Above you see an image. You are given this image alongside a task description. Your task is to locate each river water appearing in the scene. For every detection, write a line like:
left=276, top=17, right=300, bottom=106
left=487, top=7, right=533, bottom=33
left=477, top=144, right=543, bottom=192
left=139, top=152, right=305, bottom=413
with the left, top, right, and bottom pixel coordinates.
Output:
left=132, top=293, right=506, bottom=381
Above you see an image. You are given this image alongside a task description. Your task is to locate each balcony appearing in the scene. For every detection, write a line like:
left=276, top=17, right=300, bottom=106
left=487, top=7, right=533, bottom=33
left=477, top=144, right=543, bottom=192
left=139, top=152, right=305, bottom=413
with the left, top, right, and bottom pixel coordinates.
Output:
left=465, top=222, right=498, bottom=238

.....

Recast the listing as a JSON array of strings, one string per line, from the line containing "locate each balcony" through the final line of the listing. Omit blank lines.

**Written answer**:
[
  "Above you see an image. You are given this image alongside a task description. Your task is to locate each balcony appearing in the scene. For every detection, write a line like:",
  "left=276, top=17, right=300, bottom=106",
  "left=487, top=7, right=533, bottom=33",
  "left=477, top=144, right=543, bottom=192",
  "left=139, top=152, right=305, bottom=413",
  "with the left, top, right, and bottom pixel coordinates.",
  "Output:",
  "left=465, top=222, right=498, bottom=238"
]